# Instructions for the task
Update the items below by replacing "Outlines" with "Shapes" everywhere it appears, keeping everything else the same. Leave the pictures out of your answer.

Spatial annotation items:
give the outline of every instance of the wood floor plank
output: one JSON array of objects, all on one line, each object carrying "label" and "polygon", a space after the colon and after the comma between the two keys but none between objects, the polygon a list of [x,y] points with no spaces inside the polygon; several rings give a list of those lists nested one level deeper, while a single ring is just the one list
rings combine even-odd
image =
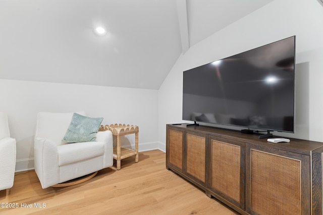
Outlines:
[{"label": "wood floor plank", "polygon": [[0,191],[0,202],[18,206],[0,207],[0,214],[238,214],[167,170],[165,160],[159,150],[141,152],[138,163],[134,156],[122,160],[120,170],[106,168],[80,184],[43,189],[34,171],[17,173],[9,196]]}]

# Worked solution
give the outline of every instance of the wood floor plank
output: one JSON array of objects, all on one line, each object carrying "label" and "polygon", a space after the colon and after the comma between the two keys but none between objects, the polygon a list of [x,y] points with no spaces inside the polygon; several rings give a list of those lists nested one level deeper, while a single ring is just the one list
rings combine even-odd
image =
Shapes:
[{"label": "wood floor plank", "polygon": [[0,191],[0,202],[18,206],[0,207],[0,214],[238,214],[167,170],[165,160],[159,150],[141,152],[138,163],[134,156],[122,160],[120,170],[106,168],[80,184],[43,189],[34,171],[17,173],[9,196]]}]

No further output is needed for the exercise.